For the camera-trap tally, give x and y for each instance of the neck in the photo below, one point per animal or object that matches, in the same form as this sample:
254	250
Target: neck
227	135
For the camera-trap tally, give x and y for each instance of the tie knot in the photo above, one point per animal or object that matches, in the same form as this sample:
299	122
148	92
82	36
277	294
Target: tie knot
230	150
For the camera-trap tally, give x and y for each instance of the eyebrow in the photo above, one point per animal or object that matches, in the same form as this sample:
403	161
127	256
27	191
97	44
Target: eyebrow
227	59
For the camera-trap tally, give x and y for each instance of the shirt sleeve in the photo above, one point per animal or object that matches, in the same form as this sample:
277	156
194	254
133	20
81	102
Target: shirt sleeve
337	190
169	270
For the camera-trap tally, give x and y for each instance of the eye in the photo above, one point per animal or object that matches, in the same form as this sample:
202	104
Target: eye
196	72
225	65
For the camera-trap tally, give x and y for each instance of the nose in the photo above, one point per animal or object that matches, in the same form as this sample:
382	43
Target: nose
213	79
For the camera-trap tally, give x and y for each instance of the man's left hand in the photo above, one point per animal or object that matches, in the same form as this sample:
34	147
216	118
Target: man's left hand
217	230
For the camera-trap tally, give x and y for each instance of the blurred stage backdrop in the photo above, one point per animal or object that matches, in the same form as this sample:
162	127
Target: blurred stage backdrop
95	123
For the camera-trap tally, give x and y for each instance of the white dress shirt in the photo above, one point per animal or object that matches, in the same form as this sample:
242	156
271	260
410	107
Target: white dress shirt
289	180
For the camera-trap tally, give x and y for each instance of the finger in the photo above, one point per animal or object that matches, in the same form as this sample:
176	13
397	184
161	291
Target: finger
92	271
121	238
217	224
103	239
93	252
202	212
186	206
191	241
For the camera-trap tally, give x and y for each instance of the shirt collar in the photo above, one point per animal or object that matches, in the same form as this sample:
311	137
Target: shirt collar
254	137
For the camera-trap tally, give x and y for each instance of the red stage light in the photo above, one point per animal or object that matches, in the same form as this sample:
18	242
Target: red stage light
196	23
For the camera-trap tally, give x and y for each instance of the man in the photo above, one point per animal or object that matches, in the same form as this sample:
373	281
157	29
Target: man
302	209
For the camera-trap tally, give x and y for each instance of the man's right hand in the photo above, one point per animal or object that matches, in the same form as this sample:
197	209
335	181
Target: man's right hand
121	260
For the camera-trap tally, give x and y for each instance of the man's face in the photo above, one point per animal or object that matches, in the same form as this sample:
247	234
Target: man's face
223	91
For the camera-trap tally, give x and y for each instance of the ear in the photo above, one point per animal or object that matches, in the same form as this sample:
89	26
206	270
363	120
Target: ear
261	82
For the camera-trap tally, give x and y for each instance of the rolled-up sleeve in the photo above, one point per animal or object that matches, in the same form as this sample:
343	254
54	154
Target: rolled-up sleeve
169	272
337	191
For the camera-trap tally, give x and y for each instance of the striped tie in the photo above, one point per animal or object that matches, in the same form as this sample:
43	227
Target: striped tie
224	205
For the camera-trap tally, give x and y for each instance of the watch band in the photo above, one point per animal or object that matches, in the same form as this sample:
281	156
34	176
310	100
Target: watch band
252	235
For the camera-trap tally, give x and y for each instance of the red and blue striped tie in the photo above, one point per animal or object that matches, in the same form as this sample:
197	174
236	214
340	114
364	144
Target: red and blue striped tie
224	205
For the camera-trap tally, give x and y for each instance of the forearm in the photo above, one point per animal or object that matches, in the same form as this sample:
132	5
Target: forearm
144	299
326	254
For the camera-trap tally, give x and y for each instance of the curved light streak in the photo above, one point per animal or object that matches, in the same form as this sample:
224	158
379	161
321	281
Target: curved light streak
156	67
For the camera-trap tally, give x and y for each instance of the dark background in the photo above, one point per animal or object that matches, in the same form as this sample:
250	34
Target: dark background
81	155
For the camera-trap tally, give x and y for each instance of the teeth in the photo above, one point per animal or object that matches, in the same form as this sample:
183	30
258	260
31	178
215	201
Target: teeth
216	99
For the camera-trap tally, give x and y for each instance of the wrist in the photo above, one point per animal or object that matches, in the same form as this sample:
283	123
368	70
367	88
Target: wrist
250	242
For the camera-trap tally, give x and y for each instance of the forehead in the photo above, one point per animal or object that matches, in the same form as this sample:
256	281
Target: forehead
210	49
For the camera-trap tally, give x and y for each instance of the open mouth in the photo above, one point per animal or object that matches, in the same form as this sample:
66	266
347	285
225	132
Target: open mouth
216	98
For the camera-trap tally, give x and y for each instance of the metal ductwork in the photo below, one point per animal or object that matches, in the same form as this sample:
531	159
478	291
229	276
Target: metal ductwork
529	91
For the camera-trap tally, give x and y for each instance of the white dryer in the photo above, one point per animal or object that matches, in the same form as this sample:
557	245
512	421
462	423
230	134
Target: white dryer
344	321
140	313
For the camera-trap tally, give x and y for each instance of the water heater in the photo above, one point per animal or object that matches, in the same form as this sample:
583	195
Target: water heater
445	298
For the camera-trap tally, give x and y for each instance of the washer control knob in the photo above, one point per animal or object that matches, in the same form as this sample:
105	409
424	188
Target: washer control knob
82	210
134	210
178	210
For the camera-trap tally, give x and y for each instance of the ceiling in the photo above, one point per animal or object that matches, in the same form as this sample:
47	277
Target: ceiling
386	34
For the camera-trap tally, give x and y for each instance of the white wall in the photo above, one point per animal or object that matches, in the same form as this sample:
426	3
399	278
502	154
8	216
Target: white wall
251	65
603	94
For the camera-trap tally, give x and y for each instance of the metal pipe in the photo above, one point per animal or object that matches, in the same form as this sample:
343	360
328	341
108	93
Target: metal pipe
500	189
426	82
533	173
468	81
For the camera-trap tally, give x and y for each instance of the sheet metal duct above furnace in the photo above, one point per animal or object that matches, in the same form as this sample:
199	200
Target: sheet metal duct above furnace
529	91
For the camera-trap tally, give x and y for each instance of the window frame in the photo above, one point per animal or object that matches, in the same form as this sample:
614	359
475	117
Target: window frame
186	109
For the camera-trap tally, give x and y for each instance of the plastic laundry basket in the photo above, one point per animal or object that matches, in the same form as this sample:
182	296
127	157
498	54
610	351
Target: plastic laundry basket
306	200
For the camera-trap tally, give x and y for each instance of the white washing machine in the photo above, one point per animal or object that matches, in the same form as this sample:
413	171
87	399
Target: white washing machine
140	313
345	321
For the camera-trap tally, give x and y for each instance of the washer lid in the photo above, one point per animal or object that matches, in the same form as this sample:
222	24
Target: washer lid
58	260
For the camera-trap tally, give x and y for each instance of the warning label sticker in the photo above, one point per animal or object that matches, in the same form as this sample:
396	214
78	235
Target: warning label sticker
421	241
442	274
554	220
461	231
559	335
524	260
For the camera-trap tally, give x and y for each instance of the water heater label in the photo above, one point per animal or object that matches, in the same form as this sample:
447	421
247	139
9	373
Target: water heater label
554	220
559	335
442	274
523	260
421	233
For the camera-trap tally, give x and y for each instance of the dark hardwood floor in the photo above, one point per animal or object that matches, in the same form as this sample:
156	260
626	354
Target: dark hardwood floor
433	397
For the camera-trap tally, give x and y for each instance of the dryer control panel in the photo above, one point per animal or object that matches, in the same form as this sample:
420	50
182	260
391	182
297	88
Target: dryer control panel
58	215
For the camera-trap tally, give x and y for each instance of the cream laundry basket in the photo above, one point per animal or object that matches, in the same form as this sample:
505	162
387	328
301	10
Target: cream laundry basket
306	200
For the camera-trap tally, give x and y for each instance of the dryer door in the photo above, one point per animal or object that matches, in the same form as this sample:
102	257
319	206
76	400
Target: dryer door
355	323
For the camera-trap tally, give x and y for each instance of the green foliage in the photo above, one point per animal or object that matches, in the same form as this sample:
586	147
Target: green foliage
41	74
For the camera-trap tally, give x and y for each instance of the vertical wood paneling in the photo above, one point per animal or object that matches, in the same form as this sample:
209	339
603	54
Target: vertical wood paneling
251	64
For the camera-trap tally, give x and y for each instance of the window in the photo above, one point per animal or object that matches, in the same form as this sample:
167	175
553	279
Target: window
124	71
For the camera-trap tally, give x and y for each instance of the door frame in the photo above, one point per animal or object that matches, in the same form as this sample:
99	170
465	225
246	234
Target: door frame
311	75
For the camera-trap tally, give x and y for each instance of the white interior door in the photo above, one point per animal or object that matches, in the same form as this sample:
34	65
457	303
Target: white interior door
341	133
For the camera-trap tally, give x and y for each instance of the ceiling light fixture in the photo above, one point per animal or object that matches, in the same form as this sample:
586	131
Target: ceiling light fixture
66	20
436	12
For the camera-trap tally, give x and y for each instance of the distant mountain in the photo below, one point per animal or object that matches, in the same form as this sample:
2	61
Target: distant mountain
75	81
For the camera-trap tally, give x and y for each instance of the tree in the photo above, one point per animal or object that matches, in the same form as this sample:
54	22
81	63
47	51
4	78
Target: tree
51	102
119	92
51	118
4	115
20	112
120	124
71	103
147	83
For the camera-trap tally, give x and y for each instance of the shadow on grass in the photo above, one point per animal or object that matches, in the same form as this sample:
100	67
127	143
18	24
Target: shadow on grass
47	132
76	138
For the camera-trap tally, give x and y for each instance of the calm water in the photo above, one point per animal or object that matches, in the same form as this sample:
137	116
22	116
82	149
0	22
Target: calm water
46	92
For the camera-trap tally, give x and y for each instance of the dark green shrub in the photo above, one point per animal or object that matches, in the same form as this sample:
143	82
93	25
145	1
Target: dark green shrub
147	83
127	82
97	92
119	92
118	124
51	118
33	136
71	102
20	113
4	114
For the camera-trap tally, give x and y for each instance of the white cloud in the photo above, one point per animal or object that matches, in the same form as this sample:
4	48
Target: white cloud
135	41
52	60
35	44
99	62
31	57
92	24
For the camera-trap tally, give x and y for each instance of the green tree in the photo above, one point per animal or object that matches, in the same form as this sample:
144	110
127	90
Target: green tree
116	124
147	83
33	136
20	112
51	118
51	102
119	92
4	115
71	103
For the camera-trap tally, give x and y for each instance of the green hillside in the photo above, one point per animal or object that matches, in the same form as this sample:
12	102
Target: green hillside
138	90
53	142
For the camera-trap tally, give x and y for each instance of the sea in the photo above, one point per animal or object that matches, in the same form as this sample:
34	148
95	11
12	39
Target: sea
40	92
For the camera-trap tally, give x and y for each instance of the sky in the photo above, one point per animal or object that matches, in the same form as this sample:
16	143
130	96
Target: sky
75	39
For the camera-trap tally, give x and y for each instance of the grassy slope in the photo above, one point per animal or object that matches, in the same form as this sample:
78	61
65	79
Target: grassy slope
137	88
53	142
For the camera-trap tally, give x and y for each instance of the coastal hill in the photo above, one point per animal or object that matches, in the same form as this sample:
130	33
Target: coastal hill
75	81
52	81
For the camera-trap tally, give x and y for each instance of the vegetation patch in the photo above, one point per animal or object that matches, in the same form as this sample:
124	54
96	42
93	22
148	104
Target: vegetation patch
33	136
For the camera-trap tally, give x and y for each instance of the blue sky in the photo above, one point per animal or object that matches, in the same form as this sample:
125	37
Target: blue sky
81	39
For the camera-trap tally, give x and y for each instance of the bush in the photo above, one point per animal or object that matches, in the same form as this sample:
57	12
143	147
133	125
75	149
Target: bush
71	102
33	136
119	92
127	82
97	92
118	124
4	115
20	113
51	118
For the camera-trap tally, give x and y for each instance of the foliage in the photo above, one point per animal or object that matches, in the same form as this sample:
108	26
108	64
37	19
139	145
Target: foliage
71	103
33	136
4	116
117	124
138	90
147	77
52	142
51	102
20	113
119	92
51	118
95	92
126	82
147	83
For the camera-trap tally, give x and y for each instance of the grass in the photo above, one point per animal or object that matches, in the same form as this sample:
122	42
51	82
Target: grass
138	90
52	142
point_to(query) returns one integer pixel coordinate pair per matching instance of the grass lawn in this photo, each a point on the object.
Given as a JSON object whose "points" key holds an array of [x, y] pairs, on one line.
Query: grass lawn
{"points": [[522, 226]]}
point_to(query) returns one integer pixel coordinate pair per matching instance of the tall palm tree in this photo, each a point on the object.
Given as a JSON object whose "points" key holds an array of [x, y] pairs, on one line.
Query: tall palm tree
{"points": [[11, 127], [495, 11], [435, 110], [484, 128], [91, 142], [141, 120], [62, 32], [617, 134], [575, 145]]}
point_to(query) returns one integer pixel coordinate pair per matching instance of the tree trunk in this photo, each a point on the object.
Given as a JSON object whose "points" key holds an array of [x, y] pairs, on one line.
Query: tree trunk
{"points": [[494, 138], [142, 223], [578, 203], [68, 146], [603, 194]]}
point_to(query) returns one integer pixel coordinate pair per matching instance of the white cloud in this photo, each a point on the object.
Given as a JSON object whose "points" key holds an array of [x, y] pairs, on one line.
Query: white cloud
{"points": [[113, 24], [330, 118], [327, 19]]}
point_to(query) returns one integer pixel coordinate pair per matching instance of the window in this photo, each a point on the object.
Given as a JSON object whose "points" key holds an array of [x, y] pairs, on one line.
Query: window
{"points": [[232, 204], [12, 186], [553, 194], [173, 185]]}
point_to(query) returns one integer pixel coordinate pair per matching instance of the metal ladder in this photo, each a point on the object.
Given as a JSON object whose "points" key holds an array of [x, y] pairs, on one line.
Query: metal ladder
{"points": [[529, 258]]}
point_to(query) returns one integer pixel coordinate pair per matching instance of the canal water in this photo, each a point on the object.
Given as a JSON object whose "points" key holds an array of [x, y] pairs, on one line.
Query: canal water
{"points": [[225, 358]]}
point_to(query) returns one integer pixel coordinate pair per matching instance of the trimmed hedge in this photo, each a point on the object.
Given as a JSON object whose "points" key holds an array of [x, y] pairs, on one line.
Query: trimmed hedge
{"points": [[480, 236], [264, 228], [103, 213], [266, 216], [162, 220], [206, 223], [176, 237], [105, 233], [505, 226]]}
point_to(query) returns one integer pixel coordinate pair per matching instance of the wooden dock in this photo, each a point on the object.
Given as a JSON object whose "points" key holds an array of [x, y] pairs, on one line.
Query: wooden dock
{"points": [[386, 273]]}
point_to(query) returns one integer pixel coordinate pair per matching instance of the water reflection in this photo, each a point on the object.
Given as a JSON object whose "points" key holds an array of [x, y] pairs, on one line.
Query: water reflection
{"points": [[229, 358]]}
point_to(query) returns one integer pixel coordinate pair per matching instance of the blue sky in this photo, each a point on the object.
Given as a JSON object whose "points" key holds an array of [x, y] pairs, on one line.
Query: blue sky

▶ Required task
Starting at the line that contains "of the canal", write out every line to the end of the entries, exactly as given.

▶ Result below
point_to(query) returns one integer pixel coordinate pair per matching instance of the canal water in this photo, each a point on the object.
Given as a JSON object whose "points" key holds an array of [x, y] pairs, on one line.
Query: canal water
{"points": [[225, 358]]}
point_to(query) returns one integer pixel coordinate pair per matching instance of the trimmed hedge in this photo, each a point on the object.
Given as a JSON object whose "points" key holds an array of [x, y] pairs, on one line.
Query: trimmed hedge
{"points": [[480, 236], [264, 228], [103, 213], [266, 216], [162, 220], [206, 223], [176, 237], [105, 233], [505, 226]]}
point_to(query) returns one integer pixel coordinate pair per matching instance of the wooden dock in this photo, each a point on the object.
Given as a JSON object whose "points" key holds an array of [x, y] pairs, on one line.
Query: wooden dock
{"points": [[386, 273]]}
point_to(query) returns one integer pixel coordinate pair per matching instance of the water reflection in this photo, each a point on the object.
Given as a JSON object whose "points" key holds an array of [x, y] pairs, on one line.
Query: water reflection
{"points": [[229, 358]]}
point_to(query) returns one integer pixel coordinate pair per matching instance of the blue sky in this photo, each a point on the object.
Given as a JSON object whose "points" key holds an array of [x, y] pairs, on one line.
Query: blue sky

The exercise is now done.